** Opening INPUT DATA block **

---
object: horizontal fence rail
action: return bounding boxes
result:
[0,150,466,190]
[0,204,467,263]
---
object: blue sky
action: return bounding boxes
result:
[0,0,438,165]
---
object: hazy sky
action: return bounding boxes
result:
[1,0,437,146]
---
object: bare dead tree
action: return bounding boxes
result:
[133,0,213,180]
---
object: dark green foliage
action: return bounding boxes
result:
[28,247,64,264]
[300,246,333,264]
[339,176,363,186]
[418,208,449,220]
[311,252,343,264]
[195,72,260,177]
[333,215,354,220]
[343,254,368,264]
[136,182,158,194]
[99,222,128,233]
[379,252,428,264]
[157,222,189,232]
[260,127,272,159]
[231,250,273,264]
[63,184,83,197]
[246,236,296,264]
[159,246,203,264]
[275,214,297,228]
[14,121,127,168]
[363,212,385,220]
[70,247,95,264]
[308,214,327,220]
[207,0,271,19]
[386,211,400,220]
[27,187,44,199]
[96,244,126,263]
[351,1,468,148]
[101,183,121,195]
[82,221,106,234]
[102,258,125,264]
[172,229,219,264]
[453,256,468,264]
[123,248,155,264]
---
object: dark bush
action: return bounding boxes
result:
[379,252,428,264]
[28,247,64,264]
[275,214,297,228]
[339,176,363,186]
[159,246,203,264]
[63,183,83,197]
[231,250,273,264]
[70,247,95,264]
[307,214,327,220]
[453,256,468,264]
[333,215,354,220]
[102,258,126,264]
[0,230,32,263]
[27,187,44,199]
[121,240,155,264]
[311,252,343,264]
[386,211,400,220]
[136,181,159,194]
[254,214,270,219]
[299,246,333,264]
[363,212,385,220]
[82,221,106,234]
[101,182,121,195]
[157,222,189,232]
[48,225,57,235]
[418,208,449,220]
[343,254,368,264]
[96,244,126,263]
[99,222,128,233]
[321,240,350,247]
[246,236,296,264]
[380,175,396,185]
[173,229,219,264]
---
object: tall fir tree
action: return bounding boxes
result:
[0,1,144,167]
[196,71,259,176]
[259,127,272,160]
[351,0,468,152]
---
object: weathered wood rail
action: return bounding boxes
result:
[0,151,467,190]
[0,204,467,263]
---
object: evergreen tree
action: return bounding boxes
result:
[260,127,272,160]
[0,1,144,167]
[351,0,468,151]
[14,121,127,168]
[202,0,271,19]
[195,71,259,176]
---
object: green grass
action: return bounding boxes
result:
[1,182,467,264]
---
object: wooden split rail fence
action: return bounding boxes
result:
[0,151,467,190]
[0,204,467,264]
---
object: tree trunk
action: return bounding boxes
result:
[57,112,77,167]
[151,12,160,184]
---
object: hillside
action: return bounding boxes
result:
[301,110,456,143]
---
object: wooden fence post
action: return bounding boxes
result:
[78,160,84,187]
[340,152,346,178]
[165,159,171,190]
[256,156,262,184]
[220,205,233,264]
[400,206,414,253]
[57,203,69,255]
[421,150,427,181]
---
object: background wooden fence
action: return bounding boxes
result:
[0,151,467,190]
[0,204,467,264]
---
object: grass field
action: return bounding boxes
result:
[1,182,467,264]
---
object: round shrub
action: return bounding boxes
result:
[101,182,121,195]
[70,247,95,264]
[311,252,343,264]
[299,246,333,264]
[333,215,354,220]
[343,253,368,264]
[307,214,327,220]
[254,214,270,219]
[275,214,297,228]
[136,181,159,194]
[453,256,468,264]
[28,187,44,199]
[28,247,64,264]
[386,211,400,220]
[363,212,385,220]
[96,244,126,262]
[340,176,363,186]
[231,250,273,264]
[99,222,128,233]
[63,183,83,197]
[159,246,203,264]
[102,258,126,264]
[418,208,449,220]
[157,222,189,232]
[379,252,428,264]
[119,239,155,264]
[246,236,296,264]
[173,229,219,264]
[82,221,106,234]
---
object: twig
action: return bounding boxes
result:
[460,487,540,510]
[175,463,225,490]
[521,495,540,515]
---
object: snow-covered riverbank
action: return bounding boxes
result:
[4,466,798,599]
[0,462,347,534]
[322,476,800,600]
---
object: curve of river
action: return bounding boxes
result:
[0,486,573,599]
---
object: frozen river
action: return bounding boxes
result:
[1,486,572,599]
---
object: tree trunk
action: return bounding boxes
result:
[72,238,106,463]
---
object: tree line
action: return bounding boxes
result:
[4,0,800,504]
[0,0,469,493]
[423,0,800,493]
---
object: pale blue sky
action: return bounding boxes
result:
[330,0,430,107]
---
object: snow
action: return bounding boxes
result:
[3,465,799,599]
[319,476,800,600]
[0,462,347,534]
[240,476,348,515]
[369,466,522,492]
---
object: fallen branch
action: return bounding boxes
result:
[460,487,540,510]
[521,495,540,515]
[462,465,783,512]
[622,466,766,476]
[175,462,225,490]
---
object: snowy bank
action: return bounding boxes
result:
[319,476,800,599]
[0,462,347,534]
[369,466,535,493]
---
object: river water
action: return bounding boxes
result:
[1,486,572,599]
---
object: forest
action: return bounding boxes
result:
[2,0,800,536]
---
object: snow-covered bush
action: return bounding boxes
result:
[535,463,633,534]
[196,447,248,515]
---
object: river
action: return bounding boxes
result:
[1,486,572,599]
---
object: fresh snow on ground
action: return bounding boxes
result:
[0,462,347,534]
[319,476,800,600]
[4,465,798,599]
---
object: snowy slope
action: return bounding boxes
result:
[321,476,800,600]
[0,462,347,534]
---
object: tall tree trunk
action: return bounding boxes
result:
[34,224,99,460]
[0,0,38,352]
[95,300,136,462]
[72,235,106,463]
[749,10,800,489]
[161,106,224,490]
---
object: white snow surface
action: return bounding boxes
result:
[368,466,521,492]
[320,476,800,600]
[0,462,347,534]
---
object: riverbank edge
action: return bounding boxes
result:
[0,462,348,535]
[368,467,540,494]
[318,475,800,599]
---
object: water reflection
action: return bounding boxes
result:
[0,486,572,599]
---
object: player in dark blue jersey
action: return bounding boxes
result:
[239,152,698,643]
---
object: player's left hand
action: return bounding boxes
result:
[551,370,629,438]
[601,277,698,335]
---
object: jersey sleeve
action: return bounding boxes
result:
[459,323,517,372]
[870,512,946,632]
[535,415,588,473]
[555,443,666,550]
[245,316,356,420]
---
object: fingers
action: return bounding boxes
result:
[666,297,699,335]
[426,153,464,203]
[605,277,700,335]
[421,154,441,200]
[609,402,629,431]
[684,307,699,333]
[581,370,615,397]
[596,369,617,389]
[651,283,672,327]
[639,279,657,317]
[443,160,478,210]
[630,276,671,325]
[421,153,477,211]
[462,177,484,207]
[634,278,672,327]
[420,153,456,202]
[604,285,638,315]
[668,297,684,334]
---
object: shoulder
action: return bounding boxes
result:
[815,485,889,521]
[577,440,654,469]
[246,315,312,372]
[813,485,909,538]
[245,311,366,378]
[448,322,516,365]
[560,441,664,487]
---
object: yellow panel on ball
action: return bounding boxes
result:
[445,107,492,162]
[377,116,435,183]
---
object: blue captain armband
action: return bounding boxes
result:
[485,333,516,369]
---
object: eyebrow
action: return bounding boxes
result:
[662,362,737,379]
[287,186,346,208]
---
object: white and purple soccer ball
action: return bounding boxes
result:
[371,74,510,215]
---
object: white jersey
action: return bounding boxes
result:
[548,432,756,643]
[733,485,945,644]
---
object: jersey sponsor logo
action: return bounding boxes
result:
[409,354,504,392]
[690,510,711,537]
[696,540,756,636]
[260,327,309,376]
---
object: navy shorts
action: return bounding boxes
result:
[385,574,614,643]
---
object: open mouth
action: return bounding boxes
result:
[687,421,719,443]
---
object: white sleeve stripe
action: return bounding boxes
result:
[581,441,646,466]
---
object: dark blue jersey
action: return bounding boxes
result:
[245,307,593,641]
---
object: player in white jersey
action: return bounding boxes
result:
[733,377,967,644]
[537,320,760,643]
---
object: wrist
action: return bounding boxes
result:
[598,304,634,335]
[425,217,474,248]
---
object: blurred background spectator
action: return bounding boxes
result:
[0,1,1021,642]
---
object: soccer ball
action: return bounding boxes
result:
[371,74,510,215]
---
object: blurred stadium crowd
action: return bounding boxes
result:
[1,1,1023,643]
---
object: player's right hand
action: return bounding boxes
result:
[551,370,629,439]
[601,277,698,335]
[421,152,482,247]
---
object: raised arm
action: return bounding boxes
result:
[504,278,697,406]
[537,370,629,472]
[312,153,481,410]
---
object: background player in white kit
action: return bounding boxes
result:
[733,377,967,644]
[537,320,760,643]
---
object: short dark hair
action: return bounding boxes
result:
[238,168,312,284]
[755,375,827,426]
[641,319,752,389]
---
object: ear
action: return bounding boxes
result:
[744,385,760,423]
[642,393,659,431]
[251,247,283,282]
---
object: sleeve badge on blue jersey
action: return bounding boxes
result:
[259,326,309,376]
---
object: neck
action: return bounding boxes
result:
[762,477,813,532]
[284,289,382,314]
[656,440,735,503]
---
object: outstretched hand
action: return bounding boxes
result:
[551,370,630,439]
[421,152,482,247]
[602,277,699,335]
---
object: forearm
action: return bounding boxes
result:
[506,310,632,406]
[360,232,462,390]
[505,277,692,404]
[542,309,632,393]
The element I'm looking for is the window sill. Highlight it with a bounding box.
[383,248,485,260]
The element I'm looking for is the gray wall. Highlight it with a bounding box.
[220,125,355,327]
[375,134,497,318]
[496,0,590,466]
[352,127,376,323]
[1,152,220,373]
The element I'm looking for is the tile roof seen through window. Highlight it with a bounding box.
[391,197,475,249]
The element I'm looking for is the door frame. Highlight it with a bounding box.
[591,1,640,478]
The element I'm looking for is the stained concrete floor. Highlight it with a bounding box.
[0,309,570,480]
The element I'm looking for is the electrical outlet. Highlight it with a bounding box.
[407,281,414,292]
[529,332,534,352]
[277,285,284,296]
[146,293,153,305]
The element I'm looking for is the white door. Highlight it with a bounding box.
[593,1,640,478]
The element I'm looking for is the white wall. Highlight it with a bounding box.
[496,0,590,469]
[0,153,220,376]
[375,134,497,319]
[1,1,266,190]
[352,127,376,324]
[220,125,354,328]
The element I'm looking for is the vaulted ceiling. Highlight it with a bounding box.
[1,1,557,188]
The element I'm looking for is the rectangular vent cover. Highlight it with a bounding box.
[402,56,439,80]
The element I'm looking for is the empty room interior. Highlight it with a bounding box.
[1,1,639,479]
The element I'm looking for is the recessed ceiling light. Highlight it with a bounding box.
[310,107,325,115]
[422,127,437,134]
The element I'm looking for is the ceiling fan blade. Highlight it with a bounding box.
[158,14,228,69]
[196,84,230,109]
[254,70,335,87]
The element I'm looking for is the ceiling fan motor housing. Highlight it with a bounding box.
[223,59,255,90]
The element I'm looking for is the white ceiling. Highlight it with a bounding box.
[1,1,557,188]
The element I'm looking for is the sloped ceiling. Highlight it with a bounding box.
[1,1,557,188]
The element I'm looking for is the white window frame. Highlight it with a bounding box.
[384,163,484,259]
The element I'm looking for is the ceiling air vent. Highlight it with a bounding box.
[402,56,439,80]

** Closing INPUT DATA block **

### [WHAT THE TASK ASKS]
Search the entries for the word "riverbank", then copy every line in which it is found.

### [TASK RESPONSE]
object: snow-covered riverbank
object: riverbank edge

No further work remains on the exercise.